- _What needs to be done_
The reply to the records below should contain exactly the lines from the line with "Target: sign with red lettering" through the line with "Spot the stone", and nothing besides.

- _Data shown_
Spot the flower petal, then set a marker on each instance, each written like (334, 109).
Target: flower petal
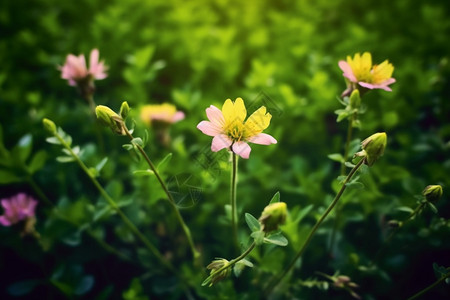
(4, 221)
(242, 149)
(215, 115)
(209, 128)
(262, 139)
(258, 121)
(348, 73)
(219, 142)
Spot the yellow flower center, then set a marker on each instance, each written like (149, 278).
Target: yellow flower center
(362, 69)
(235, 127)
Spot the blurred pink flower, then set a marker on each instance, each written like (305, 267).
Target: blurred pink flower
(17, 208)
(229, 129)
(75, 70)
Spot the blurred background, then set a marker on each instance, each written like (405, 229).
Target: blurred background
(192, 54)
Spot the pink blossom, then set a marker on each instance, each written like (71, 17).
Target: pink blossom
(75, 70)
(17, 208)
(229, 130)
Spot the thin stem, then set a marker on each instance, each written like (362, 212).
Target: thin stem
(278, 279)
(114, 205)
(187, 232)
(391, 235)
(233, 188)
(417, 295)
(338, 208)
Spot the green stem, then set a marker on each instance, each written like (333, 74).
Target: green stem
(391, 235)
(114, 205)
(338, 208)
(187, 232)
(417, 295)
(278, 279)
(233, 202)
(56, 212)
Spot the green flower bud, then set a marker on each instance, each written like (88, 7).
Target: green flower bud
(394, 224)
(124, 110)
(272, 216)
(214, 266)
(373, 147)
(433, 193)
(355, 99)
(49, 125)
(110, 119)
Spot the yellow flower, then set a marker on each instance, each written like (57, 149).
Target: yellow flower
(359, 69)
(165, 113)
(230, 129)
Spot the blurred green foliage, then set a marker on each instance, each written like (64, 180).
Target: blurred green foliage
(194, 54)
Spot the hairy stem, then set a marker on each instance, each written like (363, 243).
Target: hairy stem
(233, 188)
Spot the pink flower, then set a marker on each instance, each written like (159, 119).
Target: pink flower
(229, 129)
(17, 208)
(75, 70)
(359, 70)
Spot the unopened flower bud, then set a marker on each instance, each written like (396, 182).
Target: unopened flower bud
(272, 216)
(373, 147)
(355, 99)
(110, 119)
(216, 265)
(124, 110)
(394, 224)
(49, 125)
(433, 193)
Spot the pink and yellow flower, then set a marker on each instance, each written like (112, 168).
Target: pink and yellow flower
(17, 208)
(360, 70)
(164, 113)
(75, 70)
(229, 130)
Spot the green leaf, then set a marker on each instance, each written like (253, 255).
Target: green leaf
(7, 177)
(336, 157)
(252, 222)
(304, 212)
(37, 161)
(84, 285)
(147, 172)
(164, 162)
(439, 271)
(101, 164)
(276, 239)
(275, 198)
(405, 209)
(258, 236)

* * *

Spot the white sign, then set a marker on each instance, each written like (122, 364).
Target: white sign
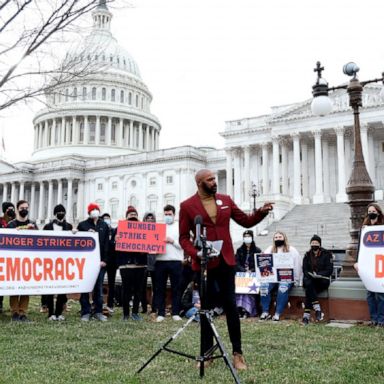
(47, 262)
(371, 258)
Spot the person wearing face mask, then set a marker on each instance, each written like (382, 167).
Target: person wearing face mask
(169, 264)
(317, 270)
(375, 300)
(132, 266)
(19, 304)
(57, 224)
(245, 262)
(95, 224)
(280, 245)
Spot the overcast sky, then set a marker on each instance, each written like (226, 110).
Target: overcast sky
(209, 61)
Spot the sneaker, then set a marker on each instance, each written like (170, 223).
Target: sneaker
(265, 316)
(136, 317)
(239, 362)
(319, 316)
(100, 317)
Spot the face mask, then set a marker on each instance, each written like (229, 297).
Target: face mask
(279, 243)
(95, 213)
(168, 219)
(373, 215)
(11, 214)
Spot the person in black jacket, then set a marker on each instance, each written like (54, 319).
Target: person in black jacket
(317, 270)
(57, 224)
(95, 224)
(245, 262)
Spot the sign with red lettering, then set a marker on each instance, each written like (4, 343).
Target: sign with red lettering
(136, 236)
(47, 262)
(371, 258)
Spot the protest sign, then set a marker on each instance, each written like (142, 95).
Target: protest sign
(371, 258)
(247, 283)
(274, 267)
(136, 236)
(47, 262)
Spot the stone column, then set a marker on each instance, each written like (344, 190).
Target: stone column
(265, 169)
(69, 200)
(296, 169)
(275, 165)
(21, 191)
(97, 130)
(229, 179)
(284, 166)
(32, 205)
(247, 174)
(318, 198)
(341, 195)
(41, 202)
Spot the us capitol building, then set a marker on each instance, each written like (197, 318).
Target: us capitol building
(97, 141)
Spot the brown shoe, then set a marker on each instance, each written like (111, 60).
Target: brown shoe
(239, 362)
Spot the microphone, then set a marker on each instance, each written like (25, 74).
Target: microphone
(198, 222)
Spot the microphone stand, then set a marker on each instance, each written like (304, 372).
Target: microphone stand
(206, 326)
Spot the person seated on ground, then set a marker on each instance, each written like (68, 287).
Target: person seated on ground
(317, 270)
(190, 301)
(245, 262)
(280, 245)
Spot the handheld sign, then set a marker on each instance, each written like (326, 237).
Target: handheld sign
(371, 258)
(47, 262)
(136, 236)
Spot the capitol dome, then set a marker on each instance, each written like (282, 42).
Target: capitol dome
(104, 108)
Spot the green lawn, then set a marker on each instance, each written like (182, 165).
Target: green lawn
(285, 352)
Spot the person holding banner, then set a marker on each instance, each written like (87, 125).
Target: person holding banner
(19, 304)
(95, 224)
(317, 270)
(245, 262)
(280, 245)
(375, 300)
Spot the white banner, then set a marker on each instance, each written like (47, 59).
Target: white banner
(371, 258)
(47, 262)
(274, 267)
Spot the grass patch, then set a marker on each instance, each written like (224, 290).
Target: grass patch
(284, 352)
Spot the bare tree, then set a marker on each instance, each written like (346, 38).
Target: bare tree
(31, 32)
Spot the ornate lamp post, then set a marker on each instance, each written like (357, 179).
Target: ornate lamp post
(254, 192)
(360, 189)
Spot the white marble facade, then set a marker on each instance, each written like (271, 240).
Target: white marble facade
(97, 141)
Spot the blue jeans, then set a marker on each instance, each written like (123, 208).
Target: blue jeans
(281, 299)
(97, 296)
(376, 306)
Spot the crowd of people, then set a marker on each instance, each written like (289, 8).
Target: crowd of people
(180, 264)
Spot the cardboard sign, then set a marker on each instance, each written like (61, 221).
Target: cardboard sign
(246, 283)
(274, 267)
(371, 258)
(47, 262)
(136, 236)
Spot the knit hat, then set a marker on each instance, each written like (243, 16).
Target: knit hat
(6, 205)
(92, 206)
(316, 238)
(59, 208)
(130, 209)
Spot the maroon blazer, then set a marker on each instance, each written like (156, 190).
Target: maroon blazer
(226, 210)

* * *

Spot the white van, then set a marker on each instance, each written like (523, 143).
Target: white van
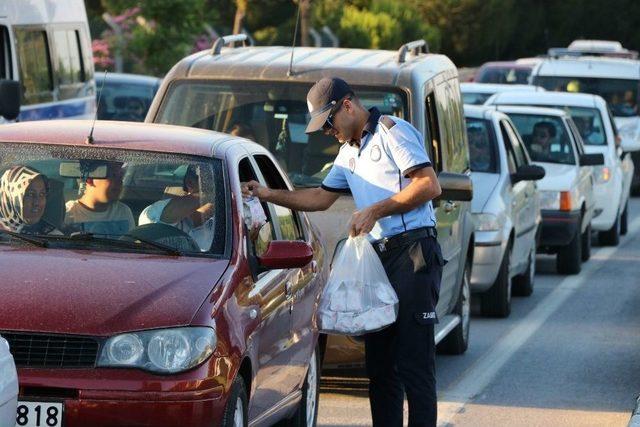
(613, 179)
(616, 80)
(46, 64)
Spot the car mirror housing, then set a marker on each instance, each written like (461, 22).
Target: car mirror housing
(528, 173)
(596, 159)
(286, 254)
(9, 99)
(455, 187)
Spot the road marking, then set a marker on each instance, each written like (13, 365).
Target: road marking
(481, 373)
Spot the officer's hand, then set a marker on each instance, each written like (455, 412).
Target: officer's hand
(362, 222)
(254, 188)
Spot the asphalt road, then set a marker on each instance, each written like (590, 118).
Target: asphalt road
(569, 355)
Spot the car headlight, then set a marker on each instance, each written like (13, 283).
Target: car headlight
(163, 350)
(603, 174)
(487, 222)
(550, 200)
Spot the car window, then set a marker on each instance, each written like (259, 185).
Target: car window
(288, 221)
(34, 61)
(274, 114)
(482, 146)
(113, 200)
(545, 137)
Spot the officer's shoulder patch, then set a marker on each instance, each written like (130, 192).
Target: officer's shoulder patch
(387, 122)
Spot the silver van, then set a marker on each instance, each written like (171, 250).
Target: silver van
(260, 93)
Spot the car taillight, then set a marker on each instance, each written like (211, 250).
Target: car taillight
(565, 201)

- _Answer space_
Target: sign with red lettering
(136, 236)
(47, 262)
(371, 258)
Spot the protest sign, then set a marker on each instance, each written like (142, 95).
Target: protest sign
(371, 258)
(247, 283)
(274, 267)
(136, 236)
(47, 262)
Spot the stone column, then set a marker on each instance, each written like (344, 190).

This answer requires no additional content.